- **Extract**:
--- begin ---

Reputation: 8030
In the code, a switch is used to convert letters to contiguous values. Optimizing compilers in general won't do the job as well as the simple contiguous digit condition right before the switch. How can I detect which execution character set used and/or conclude that the letters are contiguous to replace it with simple conditionals ?
static long digit_value(char c)
{
if (c >= '0' && c <= '9')
return (c-'0');
switch(c) {
case 'a':
case 'A':
return 10;
case 'b':
case 'B':
return 11;
case 'c':
case 'C':
return 12;
case 'd':
case 'D':
return 13;
case 'e':
case 'E':
return 14;
case 'f':
case 'F':
return 15;
case 'g':
case 'G':
return 16;
case 'h':
case 'H':
return 17;
case 'i':
case 'I':
return 18;
case 'j':
case 'J':
return 19;
case 'k':
case 'K':
return 20;
case 'l':
case 'L':
return 21;
case 'm':
case 'M':
return 22;
case 'n':
case 'N':
return 23;
case 'o':
case 'O':
return 24;
case 'p':
case 'P':
return 25;
case 'q':
case 'Q':
return 26;
case 'r':
case 'R':
return 27;
case 's':
case 'S':
return 28;
case 't':
case 'T':
return 29;
case 'u':
case 'U':
return 30;
case 'v':
case 'V':
return 31;
case 'w':
case 'W':
return 32;
case 'x':
case 'X':
return 33;
case 'y':
case 'Y':
return 34;
case 'z':
case 'Z':
return 35;
default:
break;
}
return -1;
}
Upvotes: 7
Views: 237
Reputation: 7490
First of all I have to say that I would choose the preprocessor solution, as the charset of the compiler would be an information I'd like to discover at compile time.

--- end ---

- **Job 1**:
Return the portion of the thread on detecting the execution character set starting with "Reputation: 8030" and going on through "simple conditionals ?", copied word for word.
- **Job 2**:
In the records, rewrite the lines starting with the line with "target | white lane marking" and going on through the line with "column 734, row 401", changing "instance" to "occurrence" and keeping everything else the same. Output only those lines.

- **The records**:
--- begin ---

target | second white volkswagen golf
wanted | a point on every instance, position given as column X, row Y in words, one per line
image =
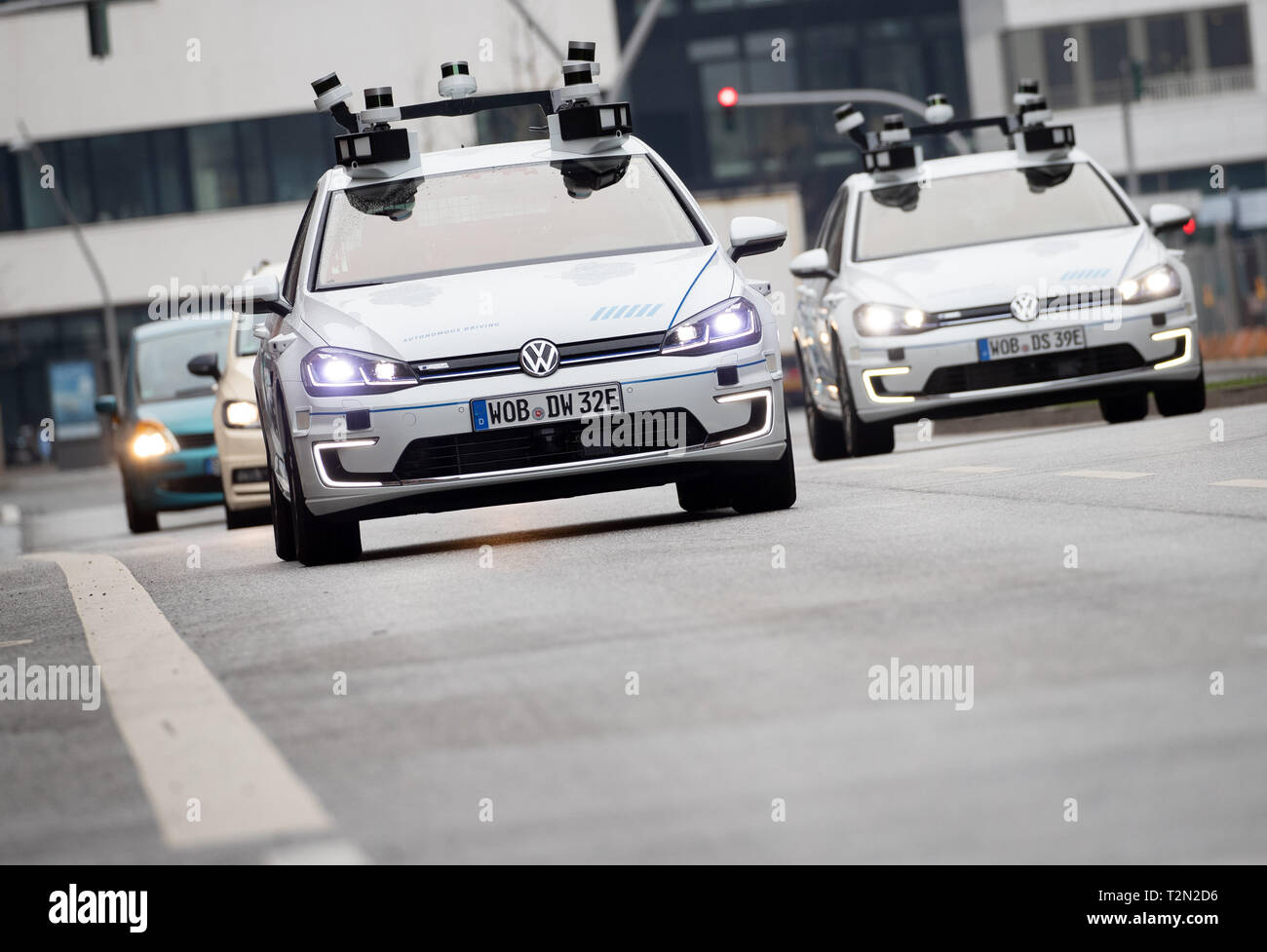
column 508, row 323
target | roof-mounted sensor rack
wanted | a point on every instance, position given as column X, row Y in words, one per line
column 891, row 151
column 578, row 121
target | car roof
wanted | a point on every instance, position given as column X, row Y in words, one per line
column 181, row 325
column 964, row 165
column 493, row 156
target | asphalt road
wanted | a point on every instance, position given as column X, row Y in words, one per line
column 493, row 684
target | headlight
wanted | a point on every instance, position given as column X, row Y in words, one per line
column 150, row 439
column 723, row 326
column 886, row 320
column 1153, row 285
column 241, row 413
column 329, row 371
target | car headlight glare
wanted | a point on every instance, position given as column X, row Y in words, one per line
column 241, row 413
column 885, row 320
column 723, row 326
column 332, row 371
column 1153, row 285
column 151, row 439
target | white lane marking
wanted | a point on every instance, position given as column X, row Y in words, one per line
column 324, row 853
column 186, row 736
column 1105, row 474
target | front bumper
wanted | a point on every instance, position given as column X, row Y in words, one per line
column 939, row 373
column 244, row 468
column 734, row 401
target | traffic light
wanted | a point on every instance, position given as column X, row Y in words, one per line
column 726, row 97
column 97, row 29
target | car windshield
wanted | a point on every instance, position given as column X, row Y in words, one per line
column 503, row 216
column 245, row 342
column 986, row 207
column 161, row 372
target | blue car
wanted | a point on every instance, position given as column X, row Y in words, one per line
column 163, row 423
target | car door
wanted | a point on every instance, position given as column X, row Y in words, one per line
column 270, row 413
column 812, row 329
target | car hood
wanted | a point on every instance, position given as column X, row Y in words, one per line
column 502, row 309
column 188, row 414
column 992, row 274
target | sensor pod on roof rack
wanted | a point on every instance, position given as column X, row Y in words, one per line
column 582, row 51
column 938, row 109
column 456, row 80
column 848, row 118
column 329, row 92
column 379, row 106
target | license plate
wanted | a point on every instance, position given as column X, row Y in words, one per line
column 545, row 406
column 996, row 348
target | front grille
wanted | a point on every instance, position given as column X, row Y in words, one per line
column 497, row 362
column 1031, row 370
column 191, row 483
column 519, row 447
column 1072, row 300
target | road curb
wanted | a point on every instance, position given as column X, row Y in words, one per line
column 11, row 531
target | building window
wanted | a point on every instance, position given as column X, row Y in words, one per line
column 1227, row 37
column 1167, row 45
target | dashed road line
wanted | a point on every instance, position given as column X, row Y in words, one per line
column 186, row 736
column 1105, row 474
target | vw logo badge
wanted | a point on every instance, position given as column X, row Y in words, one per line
column 1025, row 305
column 539, row 359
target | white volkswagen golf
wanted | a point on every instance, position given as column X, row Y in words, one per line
column 988, row 282
column 508, row 323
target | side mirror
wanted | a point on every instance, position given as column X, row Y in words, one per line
column 260, row 295
column 1166, row 216
column 204, row 364
column 812, row 263
column 754, row 236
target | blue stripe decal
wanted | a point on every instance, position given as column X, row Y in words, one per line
column 691, row 288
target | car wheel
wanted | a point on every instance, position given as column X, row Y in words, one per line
column 139, row 519
column 1124, row 407
column 283, row 525
column 860, row 438
column 763, row 487
column 317, row 541
column 826, row 438
column 1178, row 399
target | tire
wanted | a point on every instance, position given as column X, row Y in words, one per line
column 317, row 541
column 1124, row 407
column 242, row 518
column 1179, row 399
column 700, row 495
column 283, row 525
column 826, row 437
column 860, row 438
column 139, row 519
column 765, row 487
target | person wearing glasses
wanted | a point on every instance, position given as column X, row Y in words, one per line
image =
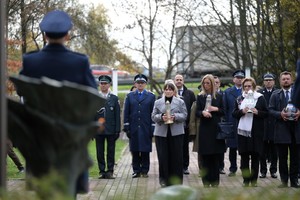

--- end ---

- **Correct answer 1**:
Reputation: 8030
In the code, a switch is used to convert letters to contiguous values. Optimizing compilers in general won't do the job as well as the simple contiguous digit condition right before the switch. How can I detect which execution character set used and/or conclude that the letters are contiguous to replace it with simple conditionals ?

- **Correct answer 2**:
target | white lane marking
wanted | a point on every occurrence, position given as column X, row Y in words, one per line
column 324, row 853
column 186, row 736
column 1105, row 474
target | front bumper
wanted | a point on every occurrence, position given as column X, row Y in words, one per line
column 939, row 373
column 244, row 468
column 734, row 401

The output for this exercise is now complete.